▸ Task requirements
A verbatim copy of the records below, pictures omitted, is the task.

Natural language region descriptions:
※ ※ ※

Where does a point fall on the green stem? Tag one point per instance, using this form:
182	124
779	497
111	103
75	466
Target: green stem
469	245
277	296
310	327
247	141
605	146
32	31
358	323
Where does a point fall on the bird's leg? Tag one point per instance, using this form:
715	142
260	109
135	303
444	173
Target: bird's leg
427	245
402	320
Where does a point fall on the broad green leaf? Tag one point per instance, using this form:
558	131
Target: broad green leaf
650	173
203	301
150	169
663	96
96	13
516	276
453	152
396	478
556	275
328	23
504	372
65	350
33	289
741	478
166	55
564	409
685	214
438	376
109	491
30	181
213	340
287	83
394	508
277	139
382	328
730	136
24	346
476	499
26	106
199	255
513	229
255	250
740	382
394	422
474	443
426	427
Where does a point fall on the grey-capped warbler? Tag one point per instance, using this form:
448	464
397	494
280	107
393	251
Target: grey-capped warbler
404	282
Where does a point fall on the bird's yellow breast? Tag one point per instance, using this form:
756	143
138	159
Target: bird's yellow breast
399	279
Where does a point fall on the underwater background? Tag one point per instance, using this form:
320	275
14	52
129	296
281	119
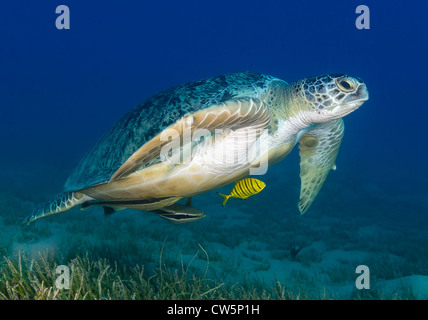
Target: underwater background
61	90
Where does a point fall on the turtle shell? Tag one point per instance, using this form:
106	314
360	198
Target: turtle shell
155	114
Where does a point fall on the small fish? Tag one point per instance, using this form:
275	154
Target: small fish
244	189
178	213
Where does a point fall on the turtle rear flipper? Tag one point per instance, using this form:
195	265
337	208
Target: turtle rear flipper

※ ※ ※

▸ Solution to the exercise
Where does a point fall on the green stem? Tag one point per instance, using this form:
182	124
779	497
111	103
75	466
Target: green stem
469	245
277	296
310	327
247	141
605	146
32	31
358	323
Where does a point fall on the bird's leg? Tag one point per instance, using this form:
715	142
260	109
135	303
444	173
Target: bird's leg
427	245
402	320
Where does a point fall on the broad green leaf? Tag one point per instance, using this form:
558	131
Target: broad green leaf
650	173
203	301
150	169
663	96
96	13
516	276
453	152
396	478
556	275
328	23
504	372
65	350
33	289
741	478
166	55
564	409
685	214
438	376
109	491
30	181
213	340
287	83
394	508
277	139
382	328
730	136
24	346
476	499
26	106
199	255
513	229
255	250
740	382
394	422
474	443
426	427
Where does a point fall on the grey-capped warbler? Tag one point per instance, using this form:
448	464
397	494
280	107
393	251
Target: grey-capped warbler
404	282
Where does a point fall on the bird's yellow breast? Tag one point per instance, using this form:
756	143
138	159
Target: bird's yellow breast
399	279
Where does a point fall on the underwater background? Tag one point per instance, using this form:
320	275
14	52
129	296
281	119
Target: underwater background
61	90
Where does a point fall on the turtle shell? Tag one point per instance, using this form:
106	314
360	198
Target: turtle shell
155	114
Where does a point fall on the small fish? Tag one point per instance, using this form:
275	154
Target: small fish
244	189
178	213
Where does a point fall on the turtle rear flipper? Tag one point per instance, using this form:
195	265
337	208
Target: turtle rear flipper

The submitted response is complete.